WORKING DATA:
+ + +
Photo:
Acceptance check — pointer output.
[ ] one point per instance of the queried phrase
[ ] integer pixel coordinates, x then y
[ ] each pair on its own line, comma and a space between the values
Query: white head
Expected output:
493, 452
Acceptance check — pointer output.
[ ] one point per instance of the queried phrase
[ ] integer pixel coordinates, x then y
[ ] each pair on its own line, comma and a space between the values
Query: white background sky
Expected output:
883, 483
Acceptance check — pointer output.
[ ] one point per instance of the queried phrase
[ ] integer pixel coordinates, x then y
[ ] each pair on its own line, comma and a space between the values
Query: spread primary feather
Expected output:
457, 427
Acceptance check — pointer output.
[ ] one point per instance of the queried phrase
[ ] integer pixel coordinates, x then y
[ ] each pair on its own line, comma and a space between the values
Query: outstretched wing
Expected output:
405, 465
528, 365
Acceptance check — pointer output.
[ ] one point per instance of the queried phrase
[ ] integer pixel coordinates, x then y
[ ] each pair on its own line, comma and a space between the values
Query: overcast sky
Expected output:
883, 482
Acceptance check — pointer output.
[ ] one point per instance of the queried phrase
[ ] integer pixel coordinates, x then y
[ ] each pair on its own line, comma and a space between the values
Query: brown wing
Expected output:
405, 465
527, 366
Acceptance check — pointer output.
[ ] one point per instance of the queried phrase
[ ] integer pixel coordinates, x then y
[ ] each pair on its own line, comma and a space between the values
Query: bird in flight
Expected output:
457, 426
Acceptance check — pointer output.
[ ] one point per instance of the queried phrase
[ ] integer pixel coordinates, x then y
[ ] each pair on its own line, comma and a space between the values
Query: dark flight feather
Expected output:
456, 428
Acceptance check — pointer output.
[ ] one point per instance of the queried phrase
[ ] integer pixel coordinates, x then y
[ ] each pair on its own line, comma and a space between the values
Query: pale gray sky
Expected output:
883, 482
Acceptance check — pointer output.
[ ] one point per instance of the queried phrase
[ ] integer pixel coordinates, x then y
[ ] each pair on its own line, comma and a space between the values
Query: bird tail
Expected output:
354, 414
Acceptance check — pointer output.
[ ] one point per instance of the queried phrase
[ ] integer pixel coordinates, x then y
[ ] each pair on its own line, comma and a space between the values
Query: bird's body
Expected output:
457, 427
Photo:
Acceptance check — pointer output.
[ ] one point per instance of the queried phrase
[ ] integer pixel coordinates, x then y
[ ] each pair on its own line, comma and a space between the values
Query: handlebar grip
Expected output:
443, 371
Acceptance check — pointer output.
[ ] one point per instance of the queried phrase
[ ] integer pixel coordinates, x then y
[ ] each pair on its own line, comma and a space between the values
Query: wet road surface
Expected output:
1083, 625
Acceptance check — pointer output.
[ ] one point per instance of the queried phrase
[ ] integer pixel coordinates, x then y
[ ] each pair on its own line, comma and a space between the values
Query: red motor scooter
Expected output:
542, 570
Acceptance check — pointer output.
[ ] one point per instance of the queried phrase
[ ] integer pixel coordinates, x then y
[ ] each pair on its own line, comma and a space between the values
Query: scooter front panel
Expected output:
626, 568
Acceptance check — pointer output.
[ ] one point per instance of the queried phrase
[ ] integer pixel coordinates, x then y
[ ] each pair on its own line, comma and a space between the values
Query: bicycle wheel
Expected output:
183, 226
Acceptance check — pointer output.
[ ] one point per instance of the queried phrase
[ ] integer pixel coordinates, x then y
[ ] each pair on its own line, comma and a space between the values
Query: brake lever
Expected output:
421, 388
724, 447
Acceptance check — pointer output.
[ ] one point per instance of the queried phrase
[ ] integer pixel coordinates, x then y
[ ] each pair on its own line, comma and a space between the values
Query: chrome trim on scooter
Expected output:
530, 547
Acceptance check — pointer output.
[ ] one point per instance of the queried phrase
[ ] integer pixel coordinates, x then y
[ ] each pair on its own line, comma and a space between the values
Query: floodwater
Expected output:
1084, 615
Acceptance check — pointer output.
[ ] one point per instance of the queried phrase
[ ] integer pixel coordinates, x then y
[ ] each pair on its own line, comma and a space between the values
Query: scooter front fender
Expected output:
+ + +
INSTRUCTIONS FOR THE TASK: Your task is to retype all of the records exactly.

TASK RESULT:
Photo:
Acceptance check — pointer output.
[ ] one point per instance of the queried phrase
[ ] integer pixel coordinates, x then y
[ ] each pair on its own line, comma and a space between the values
Query: white head
Expected output:
493, 452
Acceptance check — pointer output.
[ ] one point per instance of the queried phrase
[ ] integer pixel coordinates, x then y
[ ] each pair on its own line, comma and a space between the values
Query: white background sky
Expected output:
883, 483
Acceptance check — pointer output.
[ ] one point per instance of the queried phrase
[ ] integer pixel coordinates, x then y
[ ] each pair on its own line, comma and a space between the values
Query: spread primary feather
Expected output:
457, 427
Acceptance check — pointer output.
[ ] one point per instance of the queried phrase
[ ] integer pixel coordinates, x then y
[ ] each pair on its own line, comma and a space between the values
Query: outstretched wing
Expected output:
405, 465
528, 365
Acceptance check — pointer output.
[ ] one point per instance of the queried phrase
[ ] integer pixel coordinates, x then y
[ ] each pair on its own line, comma and a space between the values
Query: overcast sky
Expected output:
883, 482
Acceptance check — pointer output.
[ ] one point per instance of the queried phrase
[ ] integer pixel coordinates, x then y
[ ] each pair on its own line, comma and a space between the values
Query: brown wing
Expected output:
405, 465
527, 366
Acceptance check — pointer output.
[ ] one point per instance of the queried phrase
[ ] integer pixel coordinates, x then y
[ ] each pair on its own line, comma and a space between the values
Query: bird in flight
Expected output:
457, 426
Acceptance check — pointer output.
[ ] one point per instance of the queried phrase
[ ] integer pixel coordinates, x then y
[ ] each pair on its own line, comma and a space between the values
Query: dark flight feather
Expected output:
456, 428
Acceptance check — pointer output.
[ ] one point per instance of the queried phrase
[ ] integer pixel coordinates, x then y
[ ] each pair on its own line, comma and a space between the values
Query: pale gray sky
Expected output:
883, 482
Acceptance check — pointer output.
[ ] one point per instance of the queried phrase
[ ] integer pixel coordinates, x then y
[ ] each pair on its own line, comma and a space between the values
Query: bird tail
Expected output:
354, 414
Acceptance check — pointer output.
[ ] one point per instance of the queried phrase
[ ] integer pixel coordinates, x then y
[ ] each pair on its own line, comma and a space between the values
Query: bird's body
Expected output:
457, 427
Photo:
Acceptance check — pointer output.
[ ] one point per instance of the queried phrase
[ ] integer pixel coordinates, x then y
[ ] each pair on its own line, comma and a space between the values
Query: handlebar grip
Expected output:
443, 371
Acceptance check — pointer output.
[ ] one point per instance of the queried phrase
[ ] integer pixel coordinates, x then y
[ ] each pair on its own line, comma and a space between the values
Query: wet road surface
Expected output:
1083, 625
Acceptance check — pointer output.
[ ] one point per instance of the queried phrase
[ ] integer pixel coordinates, x then y
[ ] each pair on its own line, comma and a space between the values
Query: red motor scooter
Expected output:
542, 570
Acceptance check — pointer output.
[ ] one point per instance of the queried phrase
[ ] integer pixel coordinates, x then y
[ ] each pair on its own line, comma and a space between the values
Query: scooter front panel
Expected output:
626, 568
Acceptance check — pointer output.
[ ] one point per instance of the queried phrase
[ ] integer pixel coordinates, x then y
[ ] each pair on its own line, comma and a space between the values
Query: bicycle wheel
Expected output:
183, 226
Acceptance check — pointer output.
[ ] one point per instance of the queried phrase
[ ] integer pixel coordinates, x then y
[ ] each pair on its own line, comma and a space between the values
Query: brake lever
Expected output:
421, 388
724, 447
Acceptance check — pointer output.
[ ] one point per instance of the queried phrase
[ ] integer pixel coordinates, x then y
[ ] each pair on its own line, comma and a space between the values
Query: chrome trim on scooter
Expected output:
530, 547
Acceptance check — pointer output.
[ ] one point per instance of the queried phrase
[ ] integer pixel coordinates, x then y
[ ] each pair on its own line, comma and a space between the values
Query: floodwater
Expected output:
1084, 615
Acceptance check — pointer output.
[ ] one point per instance of the queried phrase
[ ] integer pixel coordinates, x then y
[ ] each pair on its own line, comma and a space between the values
Query: scooter front fender
Expected output:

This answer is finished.